***** Data provided

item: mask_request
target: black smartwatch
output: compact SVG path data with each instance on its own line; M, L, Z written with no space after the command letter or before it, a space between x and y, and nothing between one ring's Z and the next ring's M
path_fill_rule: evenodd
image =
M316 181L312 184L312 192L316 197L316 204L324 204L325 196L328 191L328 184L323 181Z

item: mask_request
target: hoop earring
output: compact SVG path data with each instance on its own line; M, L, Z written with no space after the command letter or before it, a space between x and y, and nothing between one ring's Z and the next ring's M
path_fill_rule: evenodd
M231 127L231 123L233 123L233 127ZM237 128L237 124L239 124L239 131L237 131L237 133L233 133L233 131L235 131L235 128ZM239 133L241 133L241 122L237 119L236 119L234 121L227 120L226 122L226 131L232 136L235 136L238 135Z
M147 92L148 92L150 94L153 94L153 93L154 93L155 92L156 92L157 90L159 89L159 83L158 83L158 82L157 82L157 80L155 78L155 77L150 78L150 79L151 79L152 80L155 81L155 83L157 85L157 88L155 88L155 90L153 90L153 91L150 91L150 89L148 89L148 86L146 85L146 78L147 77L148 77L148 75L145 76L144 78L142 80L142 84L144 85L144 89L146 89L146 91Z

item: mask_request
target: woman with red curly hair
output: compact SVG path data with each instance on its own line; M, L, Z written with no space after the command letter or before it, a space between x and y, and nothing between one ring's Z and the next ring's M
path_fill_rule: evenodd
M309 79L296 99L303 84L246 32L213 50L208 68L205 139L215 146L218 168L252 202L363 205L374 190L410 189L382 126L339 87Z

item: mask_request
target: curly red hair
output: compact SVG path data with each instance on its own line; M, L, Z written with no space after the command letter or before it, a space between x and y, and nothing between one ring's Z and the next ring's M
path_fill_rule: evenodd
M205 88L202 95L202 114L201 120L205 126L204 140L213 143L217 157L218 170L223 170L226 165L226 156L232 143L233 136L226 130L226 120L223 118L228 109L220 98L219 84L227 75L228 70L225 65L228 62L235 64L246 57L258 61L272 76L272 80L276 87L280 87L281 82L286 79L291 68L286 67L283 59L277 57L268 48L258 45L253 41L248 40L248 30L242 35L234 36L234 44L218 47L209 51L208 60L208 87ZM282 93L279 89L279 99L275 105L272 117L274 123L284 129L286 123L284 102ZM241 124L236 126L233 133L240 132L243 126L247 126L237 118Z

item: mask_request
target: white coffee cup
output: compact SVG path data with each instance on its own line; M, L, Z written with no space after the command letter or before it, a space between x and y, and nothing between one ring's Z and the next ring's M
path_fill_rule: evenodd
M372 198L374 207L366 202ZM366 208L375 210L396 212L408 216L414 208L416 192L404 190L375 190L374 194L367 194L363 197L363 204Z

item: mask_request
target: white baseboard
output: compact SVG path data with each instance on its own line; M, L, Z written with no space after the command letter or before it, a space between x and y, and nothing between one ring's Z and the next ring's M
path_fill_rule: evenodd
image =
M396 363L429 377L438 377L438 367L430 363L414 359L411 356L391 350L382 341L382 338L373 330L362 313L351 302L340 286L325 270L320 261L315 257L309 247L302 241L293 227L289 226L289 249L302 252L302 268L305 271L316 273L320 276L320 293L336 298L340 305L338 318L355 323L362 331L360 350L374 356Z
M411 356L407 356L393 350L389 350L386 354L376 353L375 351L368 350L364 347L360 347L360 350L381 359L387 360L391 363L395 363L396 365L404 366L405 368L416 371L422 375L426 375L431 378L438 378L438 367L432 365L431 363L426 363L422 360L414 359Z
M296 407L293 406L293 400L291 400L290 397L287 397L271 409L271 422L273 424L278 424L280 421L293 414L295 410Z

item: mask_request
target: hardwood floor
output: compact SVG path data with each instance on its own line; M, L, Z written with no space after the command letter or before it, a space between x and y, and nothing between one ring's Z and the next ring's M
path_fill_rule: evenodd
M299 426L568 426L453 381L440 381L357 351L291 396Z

**********

• [Exercise objective]: Format the lines above as a numbered list covering all items, omitting blank lines.

• [Result for this exercise]:
1. item: mask_request
2. target: black smartwatch
3. output: compact SVG path data with each instance on its own line; M, L, Z written with no space after the command letter or before it, a space between x and y, and nothing between one ring's Z and the next ring's M
4. path_fill_rule: evenodd
5. image =
6. M316 181L312 184L312 192L316 197L316 204L324 204L325 196L328 191L328 184L323 181Z
7. item: mask_request
8. target: hoop earring
9. output: compact SVG path data with each instance on its own line; M, L, Z written with no space after the command letter or before it, a space between x and y, and nothing between one ring's Z and the next ring's M
10. path_fill_rule: evenodd
11. M231 127L231 123L233 123L233 127ZM237 128L237 124L239 124L239 131L237 131L237 133L233 133L233 131L235 131L235 128ZM239 133L241 133L241 122L237 119L236 119L234 121L227 120L226 122L226 131L232 136L235 136L238 135Z
12. M147 92L148 92L150 94L153 94L153 93L154 93L155 92L156 92L157 90L159 89L159 83L158 83L158 82L157 82L157 80L155 78L155 77L150 78L150 79L151 79L152 80L155 81L155 83L157 85L157 88L155 88L155 90L153 90L153 91L150 91L150 89L148 89L148 86L146 85L146 78L147 77L148 77L148 75L145 76L144 78L142 80L142 84L144 85L144 89L146 89L146 91Z
13. item: mask_request
14. target: woman with red curly hair
15. output: compact SVG path data with each instance on its own line; M, L, Z written with no space after the command letter or before it, a space between x and y, and nothing between one ring's Z and the next ring's M
16. path_fill_rule: evenodd
17. M309 79L296 99L303 84L246 32L213 50L208 68L205 139L215 146L218 168L252 202L363 205L374 190L410 189L382 126L339 87Z
18. item: mask_request
19. target: curly red hair
20. output: compact SVG path data with each instance on its own line; M, L, Z written with no space after the command letter or before it, a space between x and y, and nothing between one ring's Z and the next ring's M
21. path_fill_rule: evenodd
22. M205 88L202 95L202 114L201 120L205 126L204 140L213 143L217 157L218 170L223 170L226 165L226 156L232 143L233 136L226 130L226 120L223 118L228 109L220 98L219 84L227 75L228 70L225 65L228 62L235 64L246 57L258 61L272 76L272 80L276 87L280 87L281 82L286 79L291 68L286 67L283 59L277 57L268 48L258 45L253 41L248 40L248 30L242 35L234 36L234 44L218 47L209 51L208 60L208 87ZM282 93L279 89L279 99L275 105L272 117L274 123L284 129L286 123L284 102ZM241 124L236 126L233 133L240 132L243 126L247 126L237 118Z
23. item: mask_request
24. target: white coffee cup
25. output: compact SVG path data with each instance on its own line; M, L, Z written with no space after the command letter or before it, a space between x and y, and nothing between one ring's Z and the next ring's M
26. path_fill_rule: evenodd
27. M372 198L374 207L366 202ZM366 208L375 210L396 212L408 216L414 208L416 192L404 190L375 190L374 194L367 194L363 197L363 204Z
28. item: mask_request
29. target: white baseboard
30. output: compact SVG path data with each instance on its own line; M, L, Z written with no space after the command letter or before it, a space between x and y, and nothing between one ring's Z and the next ring's M
31. path_fill_rule: evenodd
32. image =
33. M396 363L429 377L438 377L438 367L430 363L414 359L411 356L391 350L382 341L382 338L373 330L362 313L351 302L340 286L325 270L320 261L315 257L309 247L302 241L293 227L289 226L289 249L302 252L302 268L305 271L316 273L320 276L320 293L336 298L340 305L338 318L355 323L362 331L360 350L374 356Z
34. M411 356L407 356L393 350L389 350L386 354L376 353L375 351L368 350L364 347L360 347L360 350L381 359L387 360L391 363L395 363L396 365L404 366L405 368L416 371L422 375L426 375L431 378L438 378L438 367L432 365L431 363L426 363L422 360L414 359Z
35. M296 407L293 406L293 400L291 400L290 397L287 397L271 409L271 422L273 424L278 424L280 421L293 414L295 410Z
36. item: mask_request
37. target: hardwood floor
38. output: compact SVG path data with each instance on its own line; M, L, Z written with no space after the command letter or before it, a space between x and y, and nothing between one ring's Z and the next ring's M
39. path_fill_rule: evenodd
40. M299 426L568 426L453 381L440 381L357 351L291 396Z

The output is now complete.